## begin Data

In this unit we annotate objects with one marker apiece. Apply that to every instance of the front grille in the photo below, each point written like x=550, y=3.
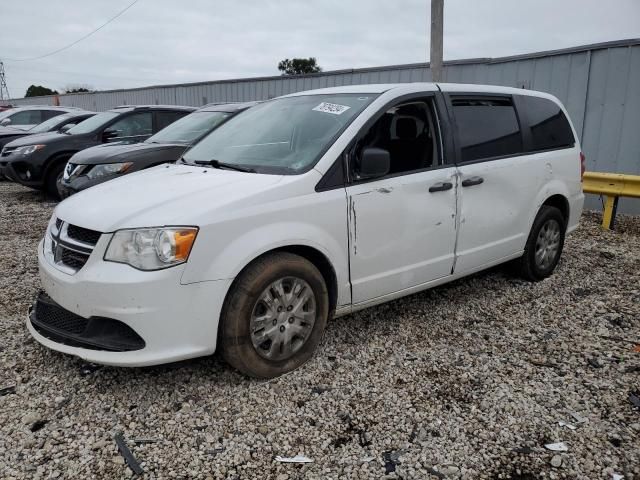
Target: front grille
x=71, y=245
x=83, y=234
x=95, y=333
x=58, y=318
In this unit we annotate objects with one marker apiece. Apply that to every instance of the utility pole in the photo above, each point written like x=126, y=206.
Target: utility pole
x=4, y=90
x=435, y=59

## end Data

## What is required
Retype the listing above line for line without changing anything, and leave the picture out of your copy.

## Final result
In this unit we annotate objects with one marker apiece. Apply that to every instance of the front grille in the photo below, each point written like x=550, y=3.
Target: front grille
x=71, y=245
x=83, y=234
x=95, y=333
x=58, y=318
In this unit we annotate objects with one marker apiece. Apply that to every instance of the utility pole in the photo above, each point written like x=126, y=206.
Target: utility pole
x=4, y=90
x=435, y=59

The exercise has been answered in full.